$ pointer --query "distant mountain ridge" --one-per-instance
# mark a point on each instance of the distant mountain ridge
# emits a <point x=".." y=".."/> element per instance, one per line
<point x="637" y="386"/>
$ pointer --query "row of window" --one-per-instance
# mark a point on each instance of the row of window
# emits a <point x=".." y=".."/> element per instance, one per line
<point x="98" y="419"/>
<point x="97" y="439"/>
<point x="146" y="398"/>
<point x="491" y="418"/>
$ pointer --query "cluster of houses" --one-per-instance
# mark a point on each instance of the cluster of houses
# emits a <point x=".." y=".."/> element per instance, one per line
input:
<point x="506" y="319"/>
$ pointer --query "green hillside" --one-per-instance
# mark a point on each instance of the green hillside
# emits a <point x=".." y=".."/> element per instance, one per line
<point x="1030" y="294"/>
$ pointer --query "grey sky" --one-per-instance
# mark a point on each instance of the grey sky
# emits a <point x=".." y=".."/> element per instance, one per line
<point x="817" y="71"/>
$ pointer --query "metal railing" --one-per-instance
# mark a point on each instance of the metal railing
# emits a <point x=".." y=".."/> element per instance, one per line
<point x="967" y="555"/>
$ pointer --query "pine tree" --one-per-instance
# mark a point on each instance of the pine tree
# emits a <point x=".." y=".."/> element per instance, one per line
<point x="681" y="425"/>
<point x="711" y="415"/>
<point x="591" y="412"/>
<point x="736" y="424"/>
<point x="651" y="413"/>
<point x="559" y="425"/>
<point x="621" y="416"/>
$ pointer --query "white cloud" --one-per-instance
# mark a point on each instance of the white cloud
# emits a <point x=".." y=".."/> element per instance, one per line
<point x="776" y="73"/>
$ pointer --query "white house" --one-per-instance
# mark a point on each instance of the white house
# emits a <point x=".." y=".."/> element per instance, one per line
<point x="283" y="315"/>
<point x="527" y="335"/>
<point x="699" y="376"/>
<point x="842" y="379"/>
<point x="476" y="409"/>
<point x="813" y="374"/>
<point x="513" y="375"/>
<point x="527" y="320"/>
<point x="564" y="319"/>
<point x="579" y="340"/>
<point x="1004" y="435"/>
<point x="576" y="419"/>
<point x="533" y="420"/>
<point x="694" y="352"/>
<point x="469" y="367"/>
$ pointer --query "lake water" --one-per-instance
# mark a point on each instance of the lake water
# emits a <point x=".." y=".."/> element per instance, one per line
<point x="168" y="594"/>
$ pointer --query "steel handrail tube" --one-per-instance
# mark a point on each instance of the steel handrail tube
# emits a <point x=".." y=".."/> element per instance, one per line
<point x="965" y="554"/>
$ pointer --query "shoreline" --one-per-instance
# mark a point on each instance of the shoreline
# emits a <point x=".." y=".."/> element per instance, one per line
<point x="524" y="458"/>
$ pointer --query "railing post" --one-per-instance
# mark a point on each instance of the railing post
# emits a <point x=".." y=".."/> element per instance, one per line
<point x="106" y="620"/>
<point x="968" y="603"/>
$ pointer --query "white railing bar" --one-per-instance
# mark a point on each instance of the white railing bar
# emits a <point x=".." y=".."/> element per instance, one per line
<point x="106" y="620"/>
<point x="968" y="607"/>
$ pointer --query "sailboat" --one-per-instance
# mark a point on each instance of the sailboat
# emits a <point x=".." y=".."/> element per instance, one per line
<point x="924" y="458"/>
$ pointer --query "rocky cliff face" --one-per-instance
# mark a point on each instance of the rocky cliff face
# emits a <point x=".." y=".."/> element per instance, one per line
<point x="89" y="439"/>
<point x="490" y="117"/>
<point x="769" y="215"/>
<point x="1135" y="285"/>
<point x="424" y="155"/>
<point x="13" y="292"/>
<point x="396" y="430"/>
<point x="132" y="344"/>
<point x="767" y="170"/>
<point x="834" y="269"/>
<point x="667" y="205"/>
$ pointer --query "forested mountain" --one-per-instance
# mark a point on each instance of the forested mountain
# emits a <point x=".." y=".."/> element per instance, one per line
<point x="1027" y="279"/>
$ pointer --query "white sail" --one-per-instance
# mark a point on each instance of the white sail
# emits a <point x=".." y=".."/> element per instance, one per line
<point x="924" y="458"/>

Problem statement: Every record shown above should be written out again exactly.

The result:
$ pointer --query "distant mountain ridge" --one-per-instance
# mark a point on each instance of the distant mountain ridge
# emits a <point x=".." y=".."/> element per instance, one per line
<point x="637" y="386"/>
$ pointer --query "row of window" --one-per-instance
# mark a point on each instance of the row of window
# emits a <point x=".." y=".."/> element per instance, one per line
<point x="98" y="419"/>
<point x="97" y="439"/>
<point x="146" y="398"/>
<point x="491" y="418"/>
$ pointer --query "cluster of houses" --one-per-instance
# mark a point on each instance of the cluster of houses
# emits a <point x=".." y=".."/> element per instance, one per line
input:
<point x="506" y="319"/>
$ pointer --query "green hillside" --one-per-instance
# mark a point on each instance of the green hillside
# emits a <point x=".." y=".."/> element per instance, one per line
<point x="1030" y="294"/>
$ pointer --query "grey sky" --one-per-instance
# mark a point on each instance of the grey sky
# emits a <point x=".." y=".."/> element per instance, one per line
<point x="817" y="71"/>
$ pointer --query "metal railing" --one-per-instance
# mark a point on each instance of the metal railing
# emits a <point x=".." y=".."/> element per instance, one per line
<point x="967" y="555"/>
$ pointer --query "pine tree" --one-per-instance
# mark a point on each instance of the pine tree
# emits a <point x=".." y=".."/> element per instance, one per line
<point x="681" y="425"/>
<point x="711" y="415"/>
<point x="591" y="412"/>
<point x="736" y="424"/>
<point x="651" y="413"/>
<point x="559" y="425"/>
<point x="621" y="416"/>
$ pointer --query "white cloud" --one-per-instance
# mark a point on each instance of the white cloud
# emits a <point x=".." y=".."/> element per instance, one per line
<point x="776" y="73"/>
$ pointer --query "white house" --one-per-instance
# mark a point on each instance of the white house
# emits a <point x=".." y=".."/> element per instance, one per line
<point x="283" y="315"/>
<point x="527" y="335"/>
<point x="699" y="376"/>
<point x="842" y="379"/>
<point x="476" y="409"/>
<point x="813" y="374"/>
<point x="513" y="375"/>
<point x="527" y="320"/>
<point x="564" y="319"/>
<point x="579" y="340"/>
<point x="1004" y="435"/>
<point x="576" y="419"/>
<point x="533" y="420"/>
<point x="694" y="352"/>
<point x="469" y="367"/>
$ pointer --query "lake water" --one-per-instance
# mark a point on each instance of the lake water
# emits a <point x=".." y=".."/> element per instance, one per line
<point x="168" y="594"/>
$ pointer --query "steel handrail tube" --one-per-instance
# mark a point on each instance of the steel handrail tube
# emits a <point x=".." y=".."/> element per instance, one per line
<point x="965" y="554"/>
$ pointer --query "shoreline" --one-per-instance
# mark a point on each instance of the shoreline
# emits a <point x=".." y=".."/> element per instance, one per line
<point x="524" y="458"/>
$ pointer --query "railing post" --one-per-instance
# mark a point on each instance of the railing post
# emits a <point x=".." y=".."/> element per instance, one per line
<point x="106" y="620"/>
<point x="968" y="603"/>
$ pointer --query "white railing bar" --one-per-instance
# mark a point on each instance of the white railing bar
# emits a <point x=".." y=".."/> element per instance, one per line
<point x="106" y="620"/>
<point x="968" y="607"/>
$ pointer --query "sailboat" --one-per-instance
# mark a point on each instance of the sailboat
# emits a <point x=".." y=".."/> element per instance, one per line
<point x="924" y="458"/>
$ pointer --query "rocky cliff face" --one-per-instance
# mark a point on each instance of the rocky cliff face
# emits a <point x=".." y=".."/> element per instance, one per line
<point x="89" y="439"/>
<point x="490" y="117"/>
<point x="769" y="215"/>
<point x="1135" y="285"/>
<point x="424" y="155"/>
<point x="13" y="292"/>
<point x="396" y="430"/>
<point x="132" y="344"/>
<point x="767" y="170"/>
<point x="834" y="269"/>
<point x="667" y="205"/>
$ pointer --query "forested mountain" --one-per-instance
# mark a point on each instance of the forested mountain
# emits a <point x=".." y=".."/> element per instance, one per line
<point x="1027" y="279"/>
$ pointer --query "white sail" --one-per-instance
# mark a point on each instance of the white sail
# emits a <point x=".." y=".."/> element per instance, one per line
<point x="924" y="458"/>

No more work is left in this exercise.